◆ **Directive**:
Count the lines in the listing below that contain the string "visibility" and give only the number.

>> Start Record excerpts

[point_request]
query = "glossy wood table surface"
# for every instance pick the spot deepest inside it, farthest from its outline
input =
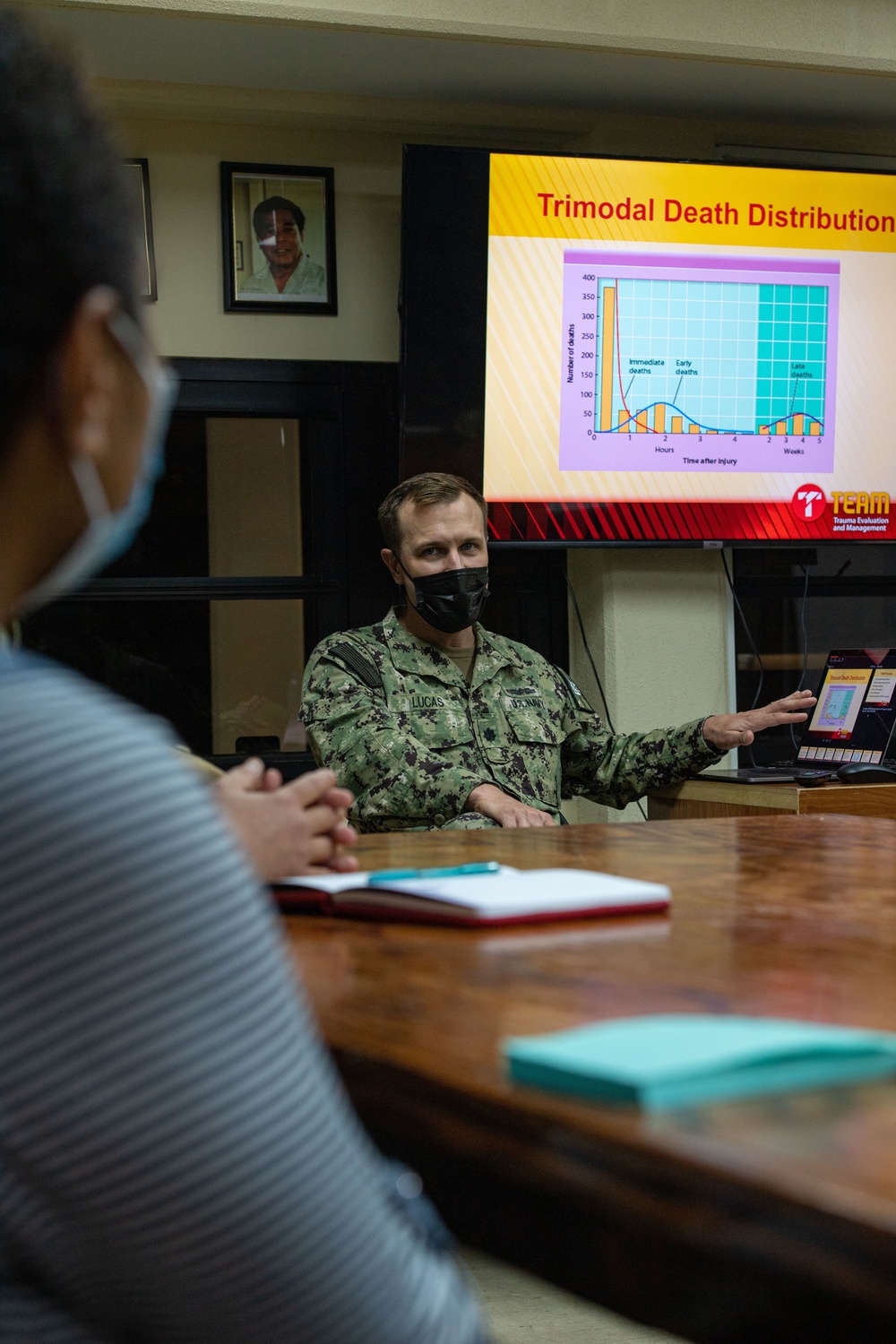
(761, 1220)
(708, 797)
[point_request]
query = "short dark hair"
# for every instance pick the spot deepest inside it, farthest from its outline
(426, 488)
(268, 207)
(67, 220)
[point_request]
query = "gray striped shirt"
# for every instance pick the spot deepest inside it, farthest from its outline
(177, 1159)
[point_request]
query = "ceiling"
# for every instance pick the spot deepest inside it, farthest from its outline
(271, 56)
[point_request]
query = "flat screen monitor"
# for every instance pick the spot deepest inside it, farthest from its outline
(856, 709)
(632, 351)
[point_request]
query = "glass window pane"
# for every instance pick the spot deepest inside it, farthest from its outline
(257, 666)
(254, 497)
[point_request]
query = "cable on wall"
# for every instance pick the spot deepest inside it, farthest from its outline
(597, 676)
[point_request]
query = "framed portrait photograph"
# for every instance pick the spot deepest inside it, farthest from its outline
(137, 172)
(280, 239)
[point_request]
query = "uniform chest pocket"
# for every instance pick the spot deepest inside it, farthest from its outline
(441, 728)
(535, 726)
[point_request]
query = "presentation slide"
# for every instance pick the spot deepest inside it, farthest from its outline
(689, 351)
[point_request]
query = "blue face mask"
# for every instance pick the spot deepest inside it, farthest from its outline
(109, 532)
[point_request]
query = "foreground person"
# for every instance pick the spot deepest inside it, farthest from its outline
(177, 1160)
(433, 720)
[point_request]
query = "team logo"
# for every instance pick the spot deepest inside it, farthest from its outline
(809, 503)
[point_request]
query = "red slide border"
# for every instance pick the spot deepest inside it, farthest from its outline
(702, 521)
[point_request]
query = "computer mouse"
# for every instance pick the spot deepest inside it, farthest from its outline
(856, 771)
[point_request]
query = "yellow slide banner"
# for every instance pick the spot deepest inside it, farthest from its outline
(625, 201)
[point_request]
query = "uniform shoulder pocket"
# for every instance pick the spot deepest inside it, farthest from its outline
(363, 667)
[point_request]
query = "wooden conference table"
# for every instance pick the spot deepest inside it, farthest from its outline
(742, 1223)
(707, 797)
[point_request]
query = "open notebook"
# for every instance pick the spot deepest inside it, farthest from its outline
(511, 895)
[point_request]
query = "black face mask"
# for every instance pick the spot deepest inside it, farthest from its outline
(452, 599)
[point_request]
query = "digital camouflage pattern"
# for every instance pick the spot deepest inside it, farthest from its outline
(411, 738)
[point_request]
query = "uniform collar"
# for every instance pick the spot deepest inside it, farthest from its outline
(492, 652)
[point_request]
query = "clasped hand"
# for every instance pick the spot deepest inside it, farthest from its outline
(724, 731)
(288, 828)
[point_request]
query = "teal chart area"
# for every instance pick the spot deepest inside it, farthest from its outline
(694, 363)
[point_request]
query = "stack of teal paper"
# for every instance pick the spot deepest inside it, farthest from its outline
(678, 1061)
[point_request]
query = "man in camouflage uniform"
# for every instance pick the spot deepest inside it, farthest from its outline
(433, 722)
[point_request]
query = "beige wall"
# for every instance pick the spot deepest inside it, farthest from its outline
(659, 625)
(185, 158)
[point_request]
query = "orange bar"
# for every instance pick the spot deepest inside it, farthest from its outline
(607, 351)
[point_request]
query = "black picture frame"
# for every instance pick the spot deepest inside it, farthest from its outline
(244, 188)
(139, 174)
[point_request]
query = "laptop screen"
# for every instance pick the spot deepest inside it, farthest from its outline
(856, 710)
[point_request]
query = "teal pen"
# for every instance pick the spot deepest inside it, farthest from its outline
(463, 870)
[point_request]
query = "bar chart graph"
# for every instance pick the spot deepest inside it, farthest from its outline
(667, 352)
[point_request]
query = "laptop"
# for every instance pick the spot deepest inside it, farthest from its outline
(853, 719)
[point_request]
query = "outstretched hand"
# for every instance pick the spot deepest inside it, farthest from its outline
(737, 730)
(508, 812)
(288, 830)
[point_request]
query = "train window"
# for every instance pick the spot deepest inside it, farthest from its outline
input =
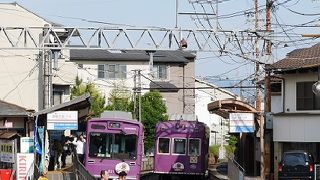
(194, 147)
(163, 145)
(116, 146)
(179, 146)
(97, 126)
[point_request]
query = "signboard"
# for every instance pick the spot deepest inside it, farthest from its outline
(24, 165)
(62, 120)
(7, 151)
(241, 123)
(26, 144)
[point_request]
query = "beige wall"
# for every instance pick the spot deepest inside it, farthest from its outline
(89, 73)
(174, 101)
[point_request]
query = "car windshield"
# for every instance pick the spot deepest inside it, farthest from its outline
(294, 159)
(115, 146)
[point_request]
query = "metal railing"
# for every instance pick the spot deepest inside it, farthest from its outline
(317, 171)
(235, 170)
(79, 170)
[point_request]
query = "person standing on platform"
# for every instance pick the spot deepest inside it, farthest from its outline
(80, 148)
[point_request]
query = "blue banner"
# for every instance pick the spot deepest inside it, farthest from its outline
(41, 136)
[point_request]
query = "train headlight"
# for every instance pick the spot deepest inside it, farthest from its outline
(178, 166)
(193, 159)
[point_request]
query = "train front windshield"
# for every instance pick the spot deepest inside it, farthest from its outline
(113, 146)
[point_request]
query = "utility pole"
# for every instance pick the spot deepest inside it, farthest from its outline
(267, 140)
(134, 94)
(137, 90)
(139, 93)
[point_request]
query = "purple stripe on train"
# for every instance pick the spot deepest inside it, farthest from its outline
(114, 144)
(181, 147)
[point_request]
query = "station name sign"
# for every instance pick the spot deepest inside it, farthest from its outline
(241, 123)
(62, 120)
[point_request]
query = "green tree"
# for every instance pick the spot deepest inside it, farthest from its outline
(98, 100)
(153, 110)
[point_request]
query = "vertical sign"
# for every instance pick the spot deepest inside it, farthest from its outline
(62, 120)
(24, 165)
(7, 151)
(26, 144)
(241, 123)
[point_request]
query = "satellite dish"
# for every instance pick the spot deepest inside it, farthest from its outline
(316, 88)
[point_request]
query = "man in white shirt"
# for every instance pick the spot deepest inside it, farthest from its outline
(80, 148)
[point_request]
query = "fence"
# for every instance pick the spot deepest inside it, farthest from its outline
(235, 171)
(79, 170)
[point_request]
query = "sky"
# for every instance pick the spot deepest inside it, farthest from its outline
(236, 15)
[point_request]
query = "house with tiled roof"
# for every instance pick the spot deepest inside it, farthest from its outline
(170, 72)
(296, 105)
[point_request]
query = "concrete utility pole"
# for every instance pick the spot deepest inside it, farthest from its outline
(134, 93)
(139, 93)
(258, 98)
(137, 90)
(267, 137)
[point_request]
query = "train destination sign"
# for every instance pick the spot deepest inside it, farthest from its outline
(62, 120)
(241, 123)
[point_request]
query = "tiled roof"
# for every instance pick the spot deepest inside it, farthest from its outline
(177, 56)
(163, 86)
(7, 109)
(299, 59)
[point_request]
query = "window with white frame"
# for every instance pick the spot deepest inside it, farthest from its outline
(179, 146)
(194, 147)
(305, 98)
(164, 145)
(160, 72)
(112, 71)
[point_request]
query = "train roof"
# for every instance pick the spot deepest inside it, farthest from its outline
(133, 121)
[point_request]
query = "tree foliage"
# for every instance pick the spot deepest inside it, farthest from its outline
(98, 100)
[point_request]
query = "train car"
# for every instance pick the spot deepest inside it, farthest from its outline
(114, 144)
(181, 150)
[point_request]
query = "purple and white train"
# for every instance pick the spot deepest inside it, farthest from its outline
(114, 144)
(181, 149)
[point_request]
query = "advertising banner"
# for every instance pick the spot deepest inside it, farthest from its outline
(25, 165)
(26, 144)
(7, 151)
(62, 120)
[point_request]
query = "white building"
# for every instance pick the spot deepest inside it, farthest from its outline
(205, 94)
(170, 72)
(295, 106)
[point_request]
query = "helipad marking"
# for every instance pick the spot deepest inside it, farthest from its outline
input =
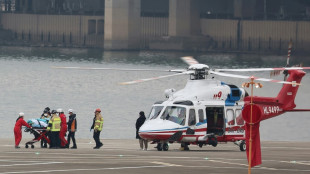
(71, 170)
(165, 164)
(30, 164)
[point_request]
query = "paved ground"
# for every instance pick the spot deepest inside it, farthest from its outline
(123, 156)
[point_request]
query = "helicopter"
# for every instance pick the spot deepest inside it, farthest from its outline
(208, 111)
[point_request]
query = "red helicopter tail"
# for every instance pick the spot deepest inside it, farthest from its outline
(288, 92)
(285, 98)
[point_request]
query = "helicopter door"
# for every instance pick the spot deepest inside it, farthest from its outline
(192, 118)
(215, 120)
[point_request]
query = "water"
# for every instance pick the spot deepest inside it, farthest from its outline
(28, 84)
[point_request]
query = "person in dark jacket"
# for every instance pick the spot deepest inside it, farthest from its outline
(140, 121)
(18, 129)
(72, 126)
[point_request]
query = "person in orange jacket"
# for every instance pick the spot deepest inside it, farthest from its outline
(63, 129)
(18, 128)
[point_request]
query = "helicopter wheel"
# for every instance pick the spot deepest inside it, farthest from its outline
(159, 147)
(165, 147)
(242, 146)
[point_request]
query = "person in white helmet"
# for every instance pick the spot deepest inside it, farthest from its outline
(18, 128)
(72, 126)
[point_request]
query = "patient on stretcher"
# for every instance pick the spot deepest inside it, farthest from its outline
(38, 123)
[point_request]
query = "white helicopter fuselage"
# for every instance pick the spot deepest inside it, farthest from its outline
(204, 107)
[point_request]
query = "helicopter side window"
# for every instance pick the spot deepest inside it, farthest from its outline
(230, 117)
(239, 118)
(155, 112)
(175, 114)
(192, 117)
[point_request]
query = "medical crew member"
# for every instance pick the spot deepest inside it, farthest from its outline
(54, 128)
(18, 128)
(72, 126)
(63, 129)
(97, 126)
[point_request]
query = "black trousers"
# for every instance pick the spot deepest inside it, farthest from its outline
(55, 140)
(97, 138)
(71, 135)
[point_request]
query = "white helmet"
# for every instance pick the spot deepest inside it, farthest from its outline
(60, 110)
(70, 111)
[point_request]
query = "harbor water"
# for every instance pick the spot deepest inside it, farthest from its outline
(29, 83)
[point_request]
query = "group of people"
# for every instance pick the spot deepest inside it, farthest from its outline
(57, 128)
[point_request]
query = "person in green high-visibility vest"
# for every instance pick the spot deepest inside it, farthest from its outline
(97, 126)
(54, 128)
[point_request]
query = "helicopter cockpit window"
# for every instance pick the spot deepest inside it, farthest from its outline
(155, 112)
(175, 114)
(192, 117)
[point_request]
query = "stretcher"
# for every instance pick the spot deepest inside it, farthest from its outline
(38, 130)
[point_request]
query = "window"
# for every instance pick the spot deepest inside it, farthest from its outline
(175, 114)
(192, 117)
(155, 112)
(201, 116)
(91, 26)
(239, 118)
(230, 117)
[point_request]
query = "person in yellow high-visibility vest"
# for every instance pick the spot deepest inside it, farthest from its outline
(97, 126)
(54, 128)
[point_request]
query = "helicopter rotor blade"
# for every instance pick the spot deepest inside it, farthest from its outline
(189, 60)
(260, 69)
(155, 78)
(249, 77)
(119, 69)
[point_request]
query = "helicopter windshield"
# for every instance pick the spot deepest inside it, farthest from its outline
(155, 112)
(175, 114)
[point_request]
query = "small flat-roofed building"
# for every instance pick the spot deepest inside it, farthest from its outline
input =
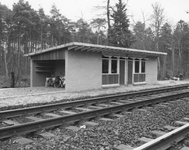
(90, 66)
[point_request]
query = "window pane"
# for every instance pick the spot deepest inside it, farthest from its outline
(114, 66)
(143, 67)
(136, 66)
(105, 64)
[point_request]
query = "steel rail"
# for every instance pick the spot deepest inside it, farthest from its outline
(165, 141)
(52, 107)
(6, 132)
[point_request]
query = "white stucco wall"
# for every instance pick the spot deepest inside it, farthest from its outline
(151, 71)
(83, 70)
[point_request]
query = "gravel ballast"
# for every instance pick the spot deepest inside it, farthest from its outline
(40, 95)
(107, 135)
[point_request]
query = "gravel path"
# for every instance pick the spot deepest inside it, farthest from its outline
(25, 96)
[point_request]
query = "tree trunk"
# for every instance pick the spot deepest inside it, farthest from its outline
(108, 19)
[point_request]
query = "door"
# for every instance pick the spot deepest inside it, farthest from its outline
(130, 72)
(122, 72)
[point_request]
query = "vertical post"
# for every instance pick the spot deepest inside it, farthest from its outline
(12, 79)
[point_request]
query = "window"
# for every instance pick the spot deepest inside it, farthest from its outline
(139, 70)
(114, 66)
(137, 65)
(143, 67)
(105, 65)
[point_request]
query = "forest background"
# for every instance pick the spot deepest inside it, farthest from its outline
(24, 30)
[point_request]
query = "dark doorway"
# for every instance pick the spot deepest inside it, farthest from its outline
(130, 72)
(122, 72)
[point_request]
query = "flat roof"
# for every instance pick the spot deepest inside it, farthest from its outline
(120, 51)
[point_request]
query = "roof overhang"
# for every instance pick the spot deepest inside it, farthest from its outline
(106, 50)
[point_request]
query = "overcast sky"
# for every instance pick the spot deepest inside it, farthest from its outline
(175, 10)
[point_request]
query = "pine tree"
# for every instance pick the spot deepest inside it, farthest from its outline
(120, 35)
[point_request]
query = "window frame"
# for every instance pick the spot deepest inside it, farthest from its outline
(110, 59)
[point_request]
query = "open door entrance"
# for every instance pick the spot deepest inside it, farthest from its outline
(122, 72)
(130, 71)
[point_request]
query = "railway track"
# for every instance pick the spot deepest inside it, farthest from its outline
(85, 109)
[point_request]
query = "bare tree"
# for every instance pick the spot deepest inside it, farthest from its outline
(157, 20)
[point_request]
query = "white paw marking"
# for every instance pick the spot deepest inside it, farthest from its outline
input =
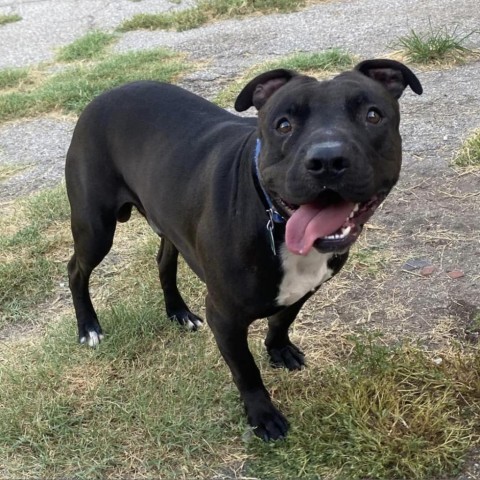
(93, 339)
(301, 274)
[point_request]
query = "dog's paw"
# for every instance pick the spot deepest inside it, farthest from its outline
(187, 319)
(267, 422)
(288, 356)
(92, 338)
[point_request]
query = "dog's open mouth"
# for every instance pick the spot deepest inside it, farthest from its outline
(330, 223)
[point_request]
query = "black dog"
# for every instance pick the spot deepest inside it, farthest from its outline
(263, 211)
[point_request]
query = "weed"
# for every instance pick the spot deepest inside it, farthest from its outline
(206, 11)
(71, 90)
(12, 77)
(29, 268)
(90, 46)
(435, 46)
(469, 155)
(4, 19)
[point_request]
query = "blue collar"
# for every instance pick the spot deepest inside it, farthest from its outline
(271, 211)
(273, 216)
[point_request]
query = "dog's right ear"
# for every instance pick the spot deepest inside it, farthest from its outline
(261, 88)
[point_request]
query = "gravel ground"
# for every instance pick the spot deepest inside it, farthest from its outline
(367, 28)
(430, 196)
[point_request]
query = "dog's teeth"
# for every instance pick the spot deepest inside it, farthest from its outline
(354, 211)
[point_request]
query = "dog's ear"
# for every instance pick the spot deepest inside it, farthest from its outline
(393, 75)
(261, 88)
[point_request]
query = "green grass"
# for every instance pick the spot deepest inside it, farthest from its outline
(469, 155)
(90, 46)
(12, 77)
(208, 11)
(4, 19)
(154, 401)
(158, 403)
(72, 89)
(316, 64)
(436, 46)
(29, 264)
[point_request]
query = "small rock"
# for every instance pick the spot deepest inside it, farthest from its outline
(455, 274)
(427, 271)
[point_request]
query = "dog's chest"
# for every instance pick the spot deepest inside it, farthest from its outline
(302, 274)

>> End Record excerpts

◆ **Answer to the problem**:
2